-- BEGIN Provided passage --

Mindfulness has become a buzzword in the corporate world. Google, Starbucks, and many other corporate behemoths wish to infuse it in their employees to reengage them. In many ways this approach to mindfulness may be mindless. It assumes that people are resources and that you need to get the MOST out of them. This viewpoint also often assumes that employees do not want to bring themselves to the task. This may be, of course, for a good reason. People easily feel taken advantage of and sense manipulation.
One way to use mindfulness as a manager is foster multiple ways of understanding human motivation. This socio-cognitive form of mindfulness pioneered by Harvard psychologist Ellen Langer does not require spending money on meditation retreats or Yoga instructors (even though that cannot hurt). It simply requires you to be open to multiple options of understanding human action. It allows you to question your current mindset rather than jump to quick conclusions. When managers are more mindful, consequences for the workplace are drastic.

-- END Provided passage --

_Required task a_
In the passage on mindfulness in management, who pioneered the socio-cognitive form of mindfulness?
The passage and the records below it are unrelated to each other.

-- BEGIN Extracted records --

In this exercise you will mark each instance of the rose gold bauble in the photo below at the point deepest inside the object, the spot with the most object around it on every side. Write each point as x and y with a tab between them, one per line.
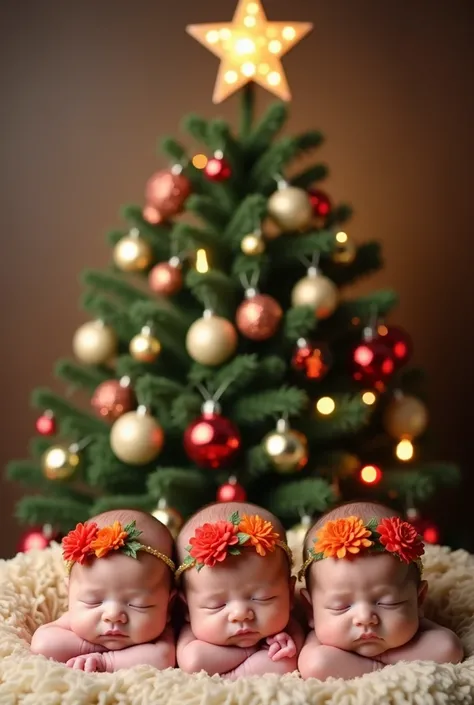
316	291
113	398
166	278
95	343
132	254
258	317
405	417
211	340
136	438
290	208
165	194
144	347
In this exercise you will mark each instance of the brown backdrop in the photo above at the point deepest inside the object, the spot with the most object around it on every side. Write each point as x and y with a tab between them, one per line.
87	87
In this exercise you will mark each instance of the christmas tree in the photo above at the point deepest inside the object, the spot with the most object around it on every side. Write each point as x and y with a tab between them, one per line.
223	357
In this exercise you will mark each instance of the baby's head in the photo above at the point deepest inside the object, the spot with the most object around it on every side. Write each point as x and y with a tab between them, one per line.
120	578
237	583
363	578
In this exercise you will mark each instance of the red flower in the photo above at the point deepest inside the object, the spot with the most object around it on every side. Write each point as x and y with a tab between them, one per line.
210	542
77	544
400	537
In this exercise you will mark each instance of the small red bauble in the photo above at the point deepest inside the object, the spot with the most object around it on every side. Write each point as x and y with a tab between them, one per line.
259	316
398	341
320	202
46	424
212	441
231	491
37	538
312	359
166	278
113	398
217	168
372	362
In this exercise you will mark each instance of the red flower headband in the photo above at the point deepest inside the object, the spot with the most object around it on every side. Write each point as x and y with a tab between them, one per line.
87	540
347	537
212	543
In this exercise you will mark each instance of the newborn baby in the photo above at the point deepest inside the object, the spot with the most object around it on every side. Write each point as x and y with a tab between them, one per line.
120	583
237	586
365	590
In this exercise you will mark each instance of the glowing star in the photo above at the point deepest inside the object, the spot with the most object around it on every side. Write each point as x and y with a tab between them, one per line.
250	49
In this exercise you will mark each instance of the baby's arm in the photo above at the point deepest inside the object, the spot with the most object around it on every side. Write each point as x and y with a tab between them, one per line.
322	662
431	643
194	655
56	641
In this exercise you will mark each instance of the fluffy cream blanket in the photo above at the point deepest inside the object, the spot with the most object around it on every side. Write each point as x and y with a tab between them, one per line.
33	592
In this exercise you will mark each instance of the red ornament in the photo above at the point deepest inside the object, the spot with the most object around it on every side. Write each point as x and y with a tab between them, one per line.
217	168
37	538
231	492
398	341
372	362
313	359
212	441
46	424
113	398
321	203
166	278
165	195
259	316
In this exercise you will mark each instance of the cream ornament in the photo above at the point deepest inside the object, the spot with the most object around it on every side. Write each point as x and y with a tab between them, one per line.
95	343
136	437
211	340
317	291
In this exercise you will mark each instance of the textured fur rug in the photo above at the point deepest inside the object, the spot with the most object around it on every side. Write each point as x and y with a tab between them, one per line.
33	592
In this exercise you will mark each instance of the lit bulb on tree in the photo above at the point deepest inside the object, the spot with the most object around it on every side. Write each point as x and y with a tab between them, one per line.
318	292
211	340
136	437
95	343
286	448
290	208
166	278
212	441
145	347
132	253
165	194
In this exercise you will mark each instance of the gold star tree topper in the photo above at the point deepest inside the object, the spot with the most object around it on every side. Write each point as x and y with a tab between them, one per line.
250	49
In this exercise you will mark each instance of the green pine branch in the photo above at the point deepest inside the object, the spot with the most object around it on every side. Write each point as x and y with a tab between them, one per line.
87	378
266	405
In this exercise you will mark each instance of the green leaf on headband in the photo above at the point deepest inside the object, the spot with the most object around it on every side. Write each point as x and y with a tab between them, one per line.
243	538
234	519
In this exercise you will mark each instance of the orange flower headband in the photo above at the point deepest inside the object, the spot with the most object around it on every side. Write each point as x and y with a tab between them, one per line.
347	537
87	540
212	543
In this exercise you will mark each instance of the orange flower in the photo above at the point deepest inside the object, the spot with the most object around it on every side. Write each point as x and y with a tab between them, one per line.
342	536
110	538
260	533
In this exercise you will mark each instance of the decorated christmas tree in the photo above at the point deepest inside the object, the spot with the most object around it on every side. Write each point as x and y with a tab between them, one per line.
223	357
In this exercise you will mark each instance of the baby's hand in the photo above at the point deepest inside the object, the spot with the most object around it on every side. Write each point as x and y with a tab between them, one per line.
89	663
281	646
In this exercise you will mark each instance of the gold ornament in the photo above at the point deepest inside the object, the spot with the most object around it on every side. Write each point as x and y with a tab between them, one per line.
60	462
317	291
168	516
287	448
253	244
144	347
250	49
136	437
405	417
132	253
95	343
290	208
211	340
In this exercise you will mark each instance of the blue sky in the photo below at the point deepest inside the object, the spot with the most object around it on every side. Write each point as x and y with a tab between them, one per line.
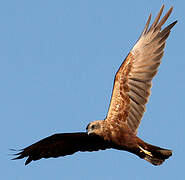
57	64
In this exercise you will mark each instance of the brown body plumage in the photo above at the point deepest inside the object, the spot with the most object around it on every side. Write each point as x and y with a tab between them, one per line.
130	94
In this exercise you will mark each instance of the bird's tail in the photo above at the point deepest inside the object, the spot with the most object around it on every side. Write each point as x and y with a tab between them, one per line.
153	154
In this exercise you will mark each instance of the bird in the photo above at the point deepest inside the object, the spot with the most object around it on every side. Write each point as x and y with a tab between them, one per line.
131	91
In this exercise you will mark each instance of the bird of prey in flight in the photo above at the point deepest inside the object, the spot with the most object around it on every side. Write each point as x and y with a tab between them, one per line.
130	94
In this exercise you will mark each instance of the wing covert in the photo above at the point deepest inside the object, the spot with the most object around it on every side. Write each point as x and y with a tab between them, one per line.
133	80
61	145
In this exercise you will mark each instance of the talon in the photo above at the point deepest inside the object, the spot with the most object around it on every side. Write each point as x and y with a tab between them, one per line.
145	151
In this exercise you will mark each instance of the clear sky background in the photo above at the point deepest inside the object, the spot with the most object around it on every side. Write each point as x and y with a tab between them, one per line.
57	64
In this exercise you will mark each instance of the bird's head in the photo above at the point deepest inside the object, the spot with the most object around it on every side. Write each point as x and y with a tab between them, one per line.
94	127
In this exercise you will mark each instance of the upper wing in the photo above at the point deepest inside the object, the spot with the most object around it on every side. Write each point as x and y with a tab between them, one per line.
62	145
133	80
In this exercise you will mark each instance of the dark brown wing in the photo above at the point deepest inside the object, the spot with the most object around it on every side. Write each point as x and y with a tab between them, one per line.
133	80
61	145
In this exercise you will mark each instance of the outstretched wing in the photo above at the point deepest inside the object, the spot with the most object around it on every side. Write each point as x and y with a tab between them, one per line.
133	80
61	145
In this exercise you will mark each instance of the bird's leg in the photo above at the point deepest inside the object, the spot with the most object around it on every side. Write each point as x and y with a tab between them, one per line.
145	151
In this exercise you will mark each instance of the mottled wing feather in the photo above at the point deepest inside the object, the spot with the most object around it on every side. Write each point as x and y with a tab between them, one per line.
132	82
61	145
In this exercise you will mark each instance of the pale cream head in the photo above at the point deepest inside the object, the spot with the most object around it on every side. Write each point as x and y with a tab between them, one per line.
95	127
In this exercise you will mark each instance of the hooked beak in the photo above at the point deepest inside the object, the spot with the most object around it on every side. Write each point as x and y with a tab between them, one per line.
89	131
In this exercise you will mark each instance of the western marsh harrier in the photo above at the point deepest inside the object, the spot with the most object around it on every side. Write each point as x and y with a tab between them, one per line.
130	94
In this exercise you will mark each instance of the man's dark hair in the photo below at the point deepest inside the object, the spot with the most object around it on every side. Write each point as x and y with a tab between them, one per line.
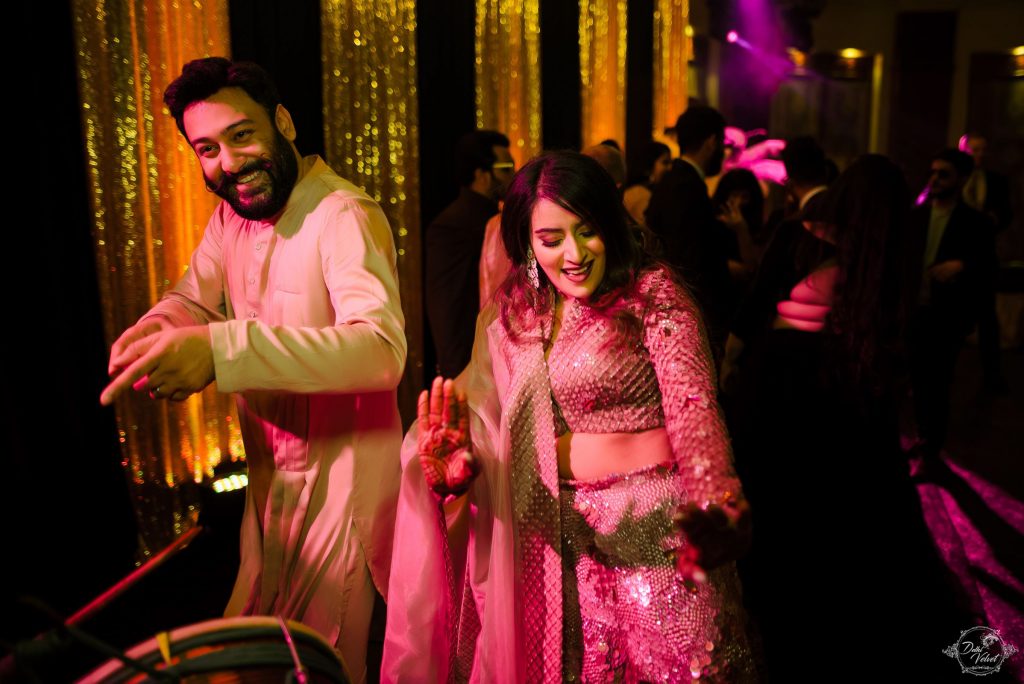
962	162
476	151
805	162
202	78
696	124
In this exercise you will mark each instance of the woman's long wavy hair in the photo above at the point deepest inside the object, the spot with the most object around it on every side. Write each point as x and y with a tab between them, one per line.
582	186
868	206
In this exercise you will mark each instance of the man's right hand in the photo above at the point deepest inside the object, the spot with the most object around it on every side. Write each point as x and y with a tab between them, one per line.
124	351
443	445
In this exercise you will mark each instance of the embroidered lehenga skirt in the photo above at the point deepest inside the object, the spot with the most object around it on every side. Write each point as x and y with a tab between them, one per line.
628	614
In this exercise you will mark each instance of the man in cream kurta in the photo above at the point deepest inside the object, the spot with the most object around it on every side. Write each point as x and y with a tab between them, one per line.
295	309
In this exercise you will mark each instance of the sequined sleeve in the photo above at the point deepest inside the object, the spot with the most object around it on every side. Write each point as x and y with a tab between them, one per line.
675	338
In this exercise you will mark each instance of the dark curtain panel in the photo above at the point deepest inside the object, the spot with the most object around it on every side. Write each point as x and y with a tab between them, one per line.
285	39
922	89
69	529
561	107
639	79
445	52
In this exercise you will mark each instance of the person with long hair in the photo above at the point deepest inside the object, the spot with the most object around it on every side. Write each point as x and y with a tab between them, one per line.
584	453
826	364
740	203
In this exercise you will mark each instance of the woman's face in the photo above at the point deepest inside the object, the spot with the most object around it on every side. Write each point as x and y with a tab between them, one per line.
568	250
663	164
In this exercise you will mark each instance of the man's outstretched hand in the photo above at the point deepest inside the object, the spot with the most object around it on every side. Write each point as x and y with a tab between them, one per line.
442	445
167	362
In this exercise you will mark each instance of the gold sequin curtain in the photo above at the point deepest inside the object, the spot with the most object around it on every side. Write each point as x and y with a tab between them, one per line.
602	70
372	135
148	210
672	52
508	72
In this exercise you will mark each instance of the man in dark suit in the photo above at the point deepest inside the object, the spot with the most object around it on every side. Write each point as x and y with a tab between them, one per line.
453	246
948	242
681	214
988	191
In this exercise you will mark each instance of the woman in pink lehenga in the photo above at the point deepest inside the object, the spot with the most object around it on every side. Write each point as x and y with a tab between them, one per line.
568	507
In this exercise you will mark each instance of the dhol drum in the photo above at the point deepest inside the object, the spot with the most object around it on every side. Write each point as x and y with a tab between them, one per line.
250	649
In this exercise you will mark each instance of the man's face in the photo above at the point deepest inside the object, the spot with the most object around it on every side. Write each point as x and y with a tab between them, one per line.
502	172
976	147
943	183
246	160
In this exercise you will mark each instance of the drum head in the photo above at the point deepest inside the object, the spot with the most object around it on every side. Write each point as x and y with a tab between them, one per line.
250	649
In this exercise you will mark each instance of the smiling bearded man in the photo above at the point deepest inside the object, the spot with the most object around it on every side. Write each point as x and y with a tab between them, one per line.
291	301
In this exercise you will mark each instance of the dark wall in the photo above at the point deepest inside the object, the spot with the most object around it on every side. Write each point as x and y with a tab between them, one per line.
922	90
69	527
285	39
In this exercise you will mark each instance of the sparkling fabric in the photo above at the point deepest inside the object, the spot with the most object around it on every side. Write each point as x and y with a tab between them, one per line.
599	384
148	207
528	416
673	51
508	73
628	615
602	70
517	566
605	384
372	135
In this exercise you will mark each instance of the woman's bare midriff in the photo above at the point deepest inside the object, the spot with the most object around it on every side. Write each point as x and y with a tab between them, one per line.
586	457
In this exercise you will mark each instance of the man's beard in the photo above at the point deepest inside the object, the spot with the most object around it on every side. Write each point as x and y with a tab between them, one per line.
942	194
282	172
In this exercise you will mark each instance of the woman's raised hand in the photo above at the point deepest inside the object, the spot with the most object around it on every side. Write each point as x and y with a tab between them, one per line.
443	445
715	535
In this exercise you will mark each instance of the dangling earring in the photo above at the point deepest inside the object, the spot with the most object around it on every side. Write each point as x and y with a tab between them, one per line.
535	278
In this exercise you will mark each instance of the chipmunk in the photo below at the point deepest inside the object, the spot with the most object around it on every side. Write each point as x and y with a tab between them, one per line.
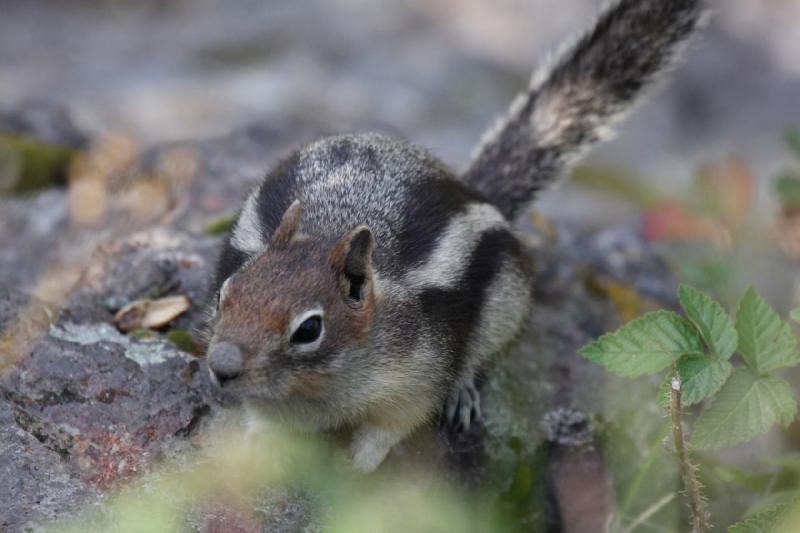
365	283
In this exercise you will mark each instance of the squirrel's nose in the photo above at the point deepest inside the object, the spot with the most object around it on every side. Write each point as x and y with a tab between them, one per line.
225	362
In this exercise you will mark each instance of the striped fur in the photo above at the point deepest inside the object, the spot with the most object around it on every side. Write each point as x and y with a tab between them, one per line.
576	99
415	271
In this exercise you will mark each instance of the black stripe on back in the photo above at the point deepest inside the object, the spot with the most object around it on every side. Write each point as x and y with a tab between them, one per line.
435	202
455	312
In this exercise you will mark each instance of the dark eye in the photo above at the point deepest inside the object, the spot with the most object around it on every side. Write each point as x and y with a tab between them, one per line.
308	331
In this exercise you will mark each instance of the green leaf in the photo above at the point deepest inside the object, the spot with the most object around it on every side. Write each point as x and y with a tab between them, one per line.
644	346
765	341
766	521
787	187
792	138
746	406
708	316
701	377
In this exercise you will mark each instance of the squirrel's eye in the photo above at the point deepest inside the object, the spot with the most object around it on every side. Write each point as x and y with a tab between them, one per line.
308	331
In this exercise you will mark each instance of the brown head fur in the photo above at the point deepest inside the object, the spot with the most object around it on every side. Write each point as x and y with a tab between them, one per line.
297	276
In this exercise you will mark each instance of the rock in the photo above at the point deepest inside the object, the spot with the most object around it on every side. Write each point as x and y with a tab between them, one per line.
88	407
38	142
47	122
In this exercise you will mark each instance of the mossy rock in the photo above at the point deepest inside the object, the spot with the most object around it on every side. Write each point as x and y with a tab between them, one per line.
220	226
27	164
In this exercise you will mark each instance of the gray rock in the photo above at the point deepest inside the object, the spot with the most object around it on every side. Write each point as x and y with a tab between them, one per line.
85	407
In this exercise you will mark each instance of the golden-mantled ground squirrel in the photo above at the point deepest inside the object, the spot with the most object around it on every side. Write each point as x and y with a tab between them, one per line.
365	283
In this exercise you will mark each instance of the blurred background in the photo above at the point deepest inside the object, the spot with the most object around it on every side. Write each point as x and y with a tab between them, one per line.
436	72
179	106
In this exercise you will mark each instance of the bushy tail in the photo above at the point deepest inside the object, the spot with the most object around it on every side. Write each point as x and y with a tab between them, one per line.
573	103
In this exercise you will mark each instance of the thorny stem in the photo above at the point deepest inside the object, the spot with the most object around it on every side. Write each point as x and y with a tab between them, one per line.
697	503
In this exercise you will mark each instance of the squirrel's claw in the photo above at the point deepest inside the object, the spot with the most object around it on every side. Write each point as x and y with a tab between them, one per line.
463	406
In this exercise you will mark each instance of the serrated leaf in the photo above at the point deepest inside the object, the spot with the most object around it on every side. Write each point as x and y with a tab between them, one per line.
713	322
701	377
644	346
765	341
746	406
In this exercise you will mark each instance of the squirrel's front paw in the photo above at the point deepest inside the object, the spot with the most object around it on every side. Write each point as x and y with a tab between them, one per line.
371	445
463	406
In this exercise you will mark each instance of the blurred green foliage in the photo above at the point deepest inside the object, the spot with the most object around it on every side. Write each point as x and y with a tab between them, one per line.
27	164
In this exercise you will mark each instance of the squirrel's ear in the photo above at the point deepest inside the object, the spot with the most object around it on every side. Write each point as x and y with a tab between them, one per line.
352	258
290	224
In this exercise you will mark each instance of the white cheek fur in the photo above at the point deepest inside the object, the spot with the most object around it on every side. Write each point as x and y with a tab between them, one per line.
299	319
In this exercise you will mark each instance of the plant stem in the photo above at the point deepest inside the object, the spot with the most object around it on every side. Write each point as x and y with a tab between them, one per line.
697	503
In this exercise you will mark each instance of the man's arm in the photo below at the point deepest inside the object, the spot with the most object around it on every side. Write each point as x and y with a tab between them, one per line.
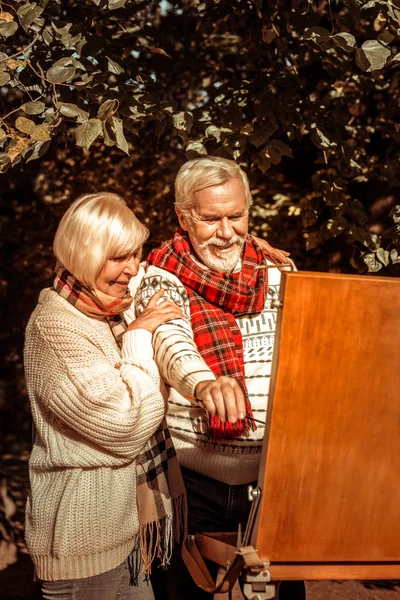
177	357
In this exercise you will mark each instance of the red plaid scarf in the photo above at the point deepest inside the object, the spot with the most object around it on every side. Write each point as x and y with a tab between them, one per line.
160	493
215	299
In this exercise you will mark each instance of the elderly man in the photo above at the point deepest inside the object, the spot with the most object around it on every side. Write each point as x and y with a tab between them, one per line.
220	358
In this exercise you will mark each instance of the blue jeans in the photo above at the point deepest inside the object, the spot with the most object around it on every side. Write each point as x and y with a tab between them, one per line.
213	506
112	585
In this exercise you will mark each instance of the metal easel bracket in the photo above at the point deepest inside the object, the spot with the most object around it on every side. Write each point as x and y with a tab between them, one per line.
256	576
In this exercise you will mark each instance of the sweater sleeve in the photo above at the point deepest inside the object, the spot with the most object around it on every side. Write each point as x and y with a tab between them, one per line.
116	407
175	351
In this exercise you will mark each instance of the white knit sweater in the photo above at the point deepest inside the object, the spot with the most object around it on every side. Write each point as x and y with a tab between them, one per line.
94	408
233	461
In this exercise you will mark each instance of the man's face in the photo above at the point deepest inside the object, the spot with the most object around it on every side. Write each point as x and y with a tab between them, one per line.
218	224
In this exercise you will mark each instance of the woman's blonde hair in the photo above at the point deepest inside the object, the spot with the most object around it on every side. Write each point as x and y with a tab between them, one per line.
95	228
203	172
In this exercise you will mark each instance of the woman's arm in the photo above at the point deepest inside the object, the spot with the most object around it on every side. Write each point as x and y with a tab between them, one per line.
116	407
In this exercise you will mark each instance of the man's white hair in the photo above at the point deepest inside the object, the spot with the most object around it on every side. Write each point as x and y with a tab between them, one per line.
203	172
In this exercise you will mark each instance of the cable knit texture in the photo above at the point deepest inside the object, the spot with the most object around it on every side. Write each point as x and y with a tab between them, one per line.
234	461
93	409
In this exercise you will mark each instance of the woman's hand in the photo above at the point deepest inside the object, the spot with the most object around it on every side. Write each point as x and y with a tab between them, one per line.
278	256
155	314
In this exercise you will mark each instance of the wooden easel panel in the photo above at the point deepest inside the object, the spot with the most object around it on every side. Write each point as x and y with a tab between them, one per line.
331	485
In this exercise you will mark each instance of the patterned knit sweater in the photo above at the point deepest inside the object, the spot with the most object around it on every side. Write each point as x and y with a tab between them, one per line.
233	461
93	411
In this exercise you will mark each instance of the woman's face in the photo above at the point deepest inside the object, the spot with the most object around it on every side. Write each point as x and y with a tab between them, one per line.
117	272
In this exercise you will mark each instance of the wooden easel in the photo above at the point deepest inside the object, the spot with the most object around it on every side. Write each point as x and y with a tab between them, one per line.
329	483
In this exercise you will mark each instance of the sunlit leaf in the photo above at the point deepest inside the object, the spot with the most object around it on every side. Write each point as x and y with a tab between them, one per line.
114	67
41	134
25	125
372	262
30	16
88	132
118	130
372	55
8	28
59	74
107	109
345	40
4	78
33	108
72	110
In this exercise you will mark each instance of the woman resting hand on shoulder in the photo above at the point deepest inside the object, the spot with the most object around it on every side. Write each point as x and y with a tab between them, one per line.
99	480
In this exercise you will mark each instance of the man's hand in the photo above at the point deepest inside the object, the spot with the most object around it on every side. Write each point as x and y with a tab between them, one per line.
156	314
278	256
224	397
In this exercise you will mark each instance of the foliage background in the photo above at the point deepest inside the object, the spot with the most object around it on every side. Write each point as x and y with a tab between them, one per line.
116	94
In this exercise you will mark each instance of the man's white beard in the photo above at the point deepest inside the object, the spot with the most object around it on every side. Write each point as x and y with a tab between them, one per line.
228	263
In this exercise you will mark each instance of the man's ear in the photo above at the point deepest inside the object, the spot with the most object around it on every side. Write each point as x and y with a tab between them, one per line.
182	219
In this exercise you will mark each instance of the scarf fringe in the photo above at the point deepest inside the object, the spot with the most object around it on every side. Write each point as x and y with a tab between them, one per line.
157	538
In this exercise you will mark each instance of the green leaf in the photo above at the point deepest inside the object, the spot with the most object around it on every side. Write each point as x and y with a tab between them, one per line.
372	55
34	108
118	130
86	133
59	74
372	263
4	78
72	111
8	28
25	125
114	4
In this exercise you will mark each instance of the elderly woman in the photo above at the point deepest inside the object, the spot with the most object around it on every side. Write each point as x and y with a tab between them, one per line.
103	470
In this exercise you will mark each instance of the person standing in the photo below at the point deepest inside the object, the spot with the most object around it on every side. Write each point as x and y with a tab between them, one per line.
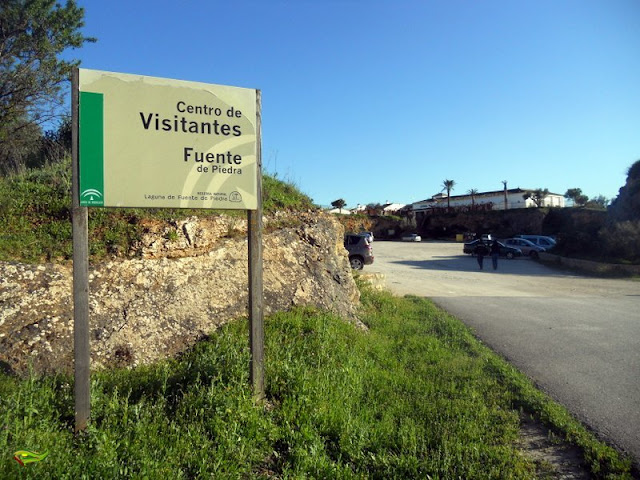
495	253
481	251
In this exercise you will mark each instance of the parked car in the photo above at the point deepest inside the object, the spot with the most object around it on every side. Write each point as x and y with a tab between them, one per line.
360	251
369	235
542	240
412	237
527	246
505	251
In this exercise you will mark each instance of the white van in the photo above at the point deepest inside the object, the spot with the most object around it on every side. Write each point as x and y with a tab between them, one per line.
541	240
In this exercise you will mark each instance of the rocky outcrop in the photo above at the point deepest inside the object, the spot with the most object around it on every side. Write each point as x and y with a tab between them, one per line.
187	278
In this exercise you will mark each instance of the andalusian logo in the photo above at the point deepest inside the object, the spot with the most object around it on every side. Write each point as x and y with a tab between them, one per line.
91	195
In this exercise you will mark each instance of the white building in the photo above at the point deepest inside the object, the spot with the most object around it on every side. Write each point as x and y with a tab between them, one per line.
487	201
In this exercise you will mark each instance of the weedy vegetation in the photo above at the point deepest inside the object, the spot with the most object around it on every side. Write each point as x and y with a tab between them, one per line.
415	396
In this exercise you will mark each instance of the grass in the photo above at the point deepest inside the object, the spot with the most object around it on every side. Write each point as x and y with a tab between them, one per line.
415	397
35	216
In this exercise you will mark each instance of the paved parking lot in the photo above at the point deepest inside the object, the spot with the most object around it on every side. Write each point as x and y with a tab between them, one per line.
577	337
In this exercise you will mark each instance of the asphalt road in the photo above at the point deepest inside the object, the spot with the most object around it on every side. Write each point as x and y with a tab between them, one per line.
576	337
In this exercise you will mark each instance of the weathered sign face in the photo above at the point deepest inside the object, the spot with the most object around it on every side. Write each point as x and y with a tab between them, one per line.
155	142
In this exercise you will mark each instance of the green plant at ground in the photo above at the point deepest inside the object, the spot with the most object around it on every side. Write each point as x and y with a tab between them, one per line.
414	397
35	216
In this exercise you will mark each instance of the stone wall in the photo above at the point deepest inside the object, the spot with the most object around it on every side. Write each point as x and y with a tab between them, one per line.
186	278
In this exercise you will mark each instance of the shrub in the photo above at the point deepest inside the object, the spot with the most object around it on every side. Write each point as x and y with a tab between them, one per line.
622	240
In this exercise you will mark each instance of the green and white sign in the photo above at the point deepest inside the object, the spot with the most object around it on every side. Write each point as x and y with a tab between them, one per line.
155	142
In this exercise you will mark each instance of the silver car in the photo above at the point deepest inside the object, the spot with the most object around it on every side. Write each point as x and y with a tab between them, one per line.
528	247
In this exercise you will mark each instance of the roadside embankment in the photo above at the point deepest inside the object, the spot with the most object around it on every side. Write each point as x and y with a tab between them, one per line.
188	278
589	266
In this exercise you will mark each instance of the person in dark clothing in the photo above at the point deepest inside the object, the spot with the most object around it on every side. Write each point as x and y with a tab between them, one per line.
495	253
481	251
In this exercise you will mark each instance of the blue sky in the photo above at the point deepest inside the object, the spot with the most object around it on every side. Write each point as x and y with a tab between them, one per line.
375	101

-- END Extracted records --

_Required task b_
Within the records, begin at the line that contains "the person in" and continue through the last line of the records. Reproduce those lines with "exercise" renamed to "activity" and nothing else changed.

_Exercise output a_
Harvard psychologist Ellen Langer pioneered it.

_Exercise output b_
In this activity you will mark each instance of the person in dark clothing in the photo above at the point deepest inside the object, the spot with the most object around it on every side. Write each point as x and y with a tab between them, one per line.
495	253
481	251
In this activity you will mark each instance of the blue sky in the photo above at the point deepest inside the object, the spot with the most object around it on every side. Write each point as x and y with a tab between them, one per line.
375	101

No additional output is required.